_What you have to do_
Extract each line from the rows below that contains the word "vaccine", and copy those lines in full.

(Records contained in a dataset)

┌──

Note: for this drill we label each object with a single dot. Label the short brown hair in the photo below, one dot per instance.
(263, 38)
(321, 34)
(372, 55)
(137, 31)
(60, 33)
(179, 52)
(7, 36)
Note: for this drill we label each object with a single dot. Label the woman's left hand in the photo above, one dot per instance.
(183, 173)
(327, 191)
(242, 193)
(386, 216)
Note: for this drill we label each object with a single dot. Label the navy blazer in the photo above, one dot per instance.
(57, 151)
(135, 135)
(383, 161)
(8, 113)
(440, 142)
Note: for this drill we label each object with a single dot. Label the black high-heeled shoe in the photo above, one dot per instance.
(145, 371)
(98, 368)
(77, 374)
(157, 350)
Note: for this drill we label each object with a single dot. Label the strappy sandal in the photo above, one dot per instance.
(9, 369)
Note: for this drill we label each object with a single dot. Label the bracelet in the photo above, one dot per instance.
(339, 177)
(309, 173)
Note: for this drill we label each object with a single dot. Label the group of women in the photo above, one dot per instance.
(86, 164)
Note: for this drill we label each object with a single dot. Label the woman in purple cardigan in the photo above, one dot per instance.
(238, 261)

└──
┌──

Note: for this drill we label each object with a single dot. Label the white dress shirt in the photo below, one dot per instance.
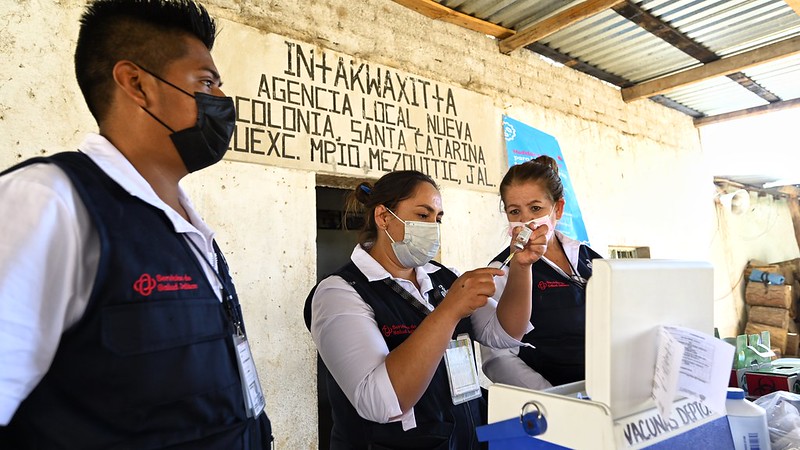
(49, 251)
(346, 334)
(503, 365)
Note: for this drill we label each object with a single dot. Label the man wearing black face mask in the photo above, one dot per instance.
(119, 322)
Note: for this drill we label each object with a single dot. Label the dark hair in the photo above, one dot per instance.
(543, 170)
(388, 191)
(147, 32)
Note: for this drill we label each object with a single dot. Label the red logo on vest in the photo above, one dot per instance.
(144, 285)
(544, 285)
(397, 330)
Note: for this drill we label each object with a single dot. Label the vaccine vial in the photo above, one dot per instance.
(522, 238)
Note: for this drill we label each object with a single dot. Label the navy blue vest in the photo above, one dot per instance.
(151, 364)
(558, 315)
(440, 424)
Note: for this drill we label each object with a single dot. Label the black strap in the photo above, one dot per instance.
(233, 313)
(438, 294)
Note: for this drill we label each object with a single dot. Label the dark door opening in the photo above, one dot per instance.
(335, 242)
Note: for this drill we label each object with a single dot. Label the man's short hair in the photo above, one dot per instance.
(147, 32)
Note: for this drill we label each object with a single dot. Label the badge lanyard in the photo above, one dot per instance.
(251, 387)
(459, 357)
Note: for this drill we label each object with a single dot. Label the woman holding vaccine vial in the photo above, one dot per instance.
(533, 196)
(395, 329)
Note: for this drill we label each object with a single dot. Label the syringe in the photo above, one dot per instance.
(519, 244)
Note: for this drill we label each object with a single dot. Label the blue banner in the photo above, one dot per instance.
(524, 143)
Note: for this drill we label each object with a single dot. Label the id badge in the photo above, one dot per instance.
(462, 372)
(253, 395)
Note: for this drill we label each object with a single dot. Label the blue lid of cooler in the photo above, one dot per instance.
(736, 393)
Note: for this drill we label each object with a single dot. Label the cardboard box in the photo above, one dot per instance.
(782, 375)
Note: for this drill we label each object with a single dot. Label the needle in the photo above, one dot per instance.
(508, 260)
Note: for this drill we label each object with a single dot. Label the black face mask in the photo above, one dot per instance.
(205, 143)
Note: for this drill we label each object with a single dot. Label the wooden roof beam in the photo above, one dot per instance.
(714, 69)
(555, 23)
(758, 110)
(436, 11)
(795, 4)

└──
┌──

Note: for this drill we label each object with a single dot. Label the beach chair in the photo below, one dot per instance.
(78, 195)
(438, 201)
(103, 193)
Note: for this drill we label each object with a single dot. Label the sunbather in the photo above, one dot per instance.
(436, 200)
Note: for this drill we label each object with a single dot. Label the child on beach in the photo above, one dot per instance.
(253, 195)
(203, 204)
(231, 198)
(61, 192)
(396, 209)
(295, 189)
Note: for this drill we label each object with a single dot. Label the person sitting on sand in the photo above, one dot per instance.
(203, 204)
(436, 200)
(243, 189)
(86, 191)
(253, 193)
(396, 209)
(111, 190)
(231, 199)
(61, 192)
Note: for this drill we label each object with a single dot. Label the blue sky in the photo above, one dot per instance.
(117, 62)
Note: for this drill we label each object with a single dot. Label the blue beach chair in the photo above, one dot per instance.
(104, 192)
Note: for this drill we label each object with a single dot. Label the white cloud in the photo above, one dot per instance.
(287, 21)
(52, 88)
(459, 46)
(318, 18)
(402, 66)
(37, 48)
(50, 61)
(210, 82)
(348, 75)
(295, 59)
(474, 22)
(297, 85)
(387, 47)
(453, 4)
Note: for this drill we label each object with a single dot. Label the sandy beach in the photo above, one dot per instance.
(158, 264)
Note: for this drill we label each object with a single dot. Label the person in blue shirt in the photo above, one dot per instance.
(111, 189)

└──

_Solution_
Note: for this drill we label each object with a single dot. Label the vaccine vial in the photo above, one dot per instance.
Note: for this drill we label each object with a single dot. Label the woman holding vaccine vial in the photo above, one dot per instance.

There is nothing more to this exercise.